Please output exactly the lines from the one containing "Put a dot on the small" through the last line of the records, both included.

════════════════════

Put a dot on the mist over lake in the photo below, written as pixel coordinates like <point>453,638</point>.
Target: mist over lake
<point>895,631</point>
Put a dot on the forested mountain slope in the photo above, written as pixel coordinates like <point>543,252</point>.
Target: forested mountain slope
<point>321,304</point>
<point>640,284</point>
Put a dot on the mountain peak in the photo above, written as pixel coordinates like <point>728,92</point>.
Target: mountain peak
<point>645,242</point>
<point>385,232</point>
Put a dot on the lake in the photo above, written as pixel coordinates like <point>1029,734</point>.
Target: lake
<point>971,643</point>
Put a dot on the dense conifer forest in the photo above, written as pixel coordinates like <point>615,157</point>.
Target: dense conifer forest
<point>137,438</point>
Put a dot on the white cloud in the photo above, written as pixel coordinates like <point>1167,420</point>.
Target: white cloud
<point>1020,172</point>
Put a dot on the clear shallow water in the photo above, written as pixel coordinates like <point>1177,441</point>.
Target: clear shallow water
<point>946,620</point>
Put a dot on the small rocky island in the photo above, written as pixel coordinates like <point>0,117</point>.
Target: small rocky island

════════════════════

**Response:**
Put a dot on the small rocky island in the photo above, written as pixel coordinates like <point>0,117</point>.
Target: small rocky island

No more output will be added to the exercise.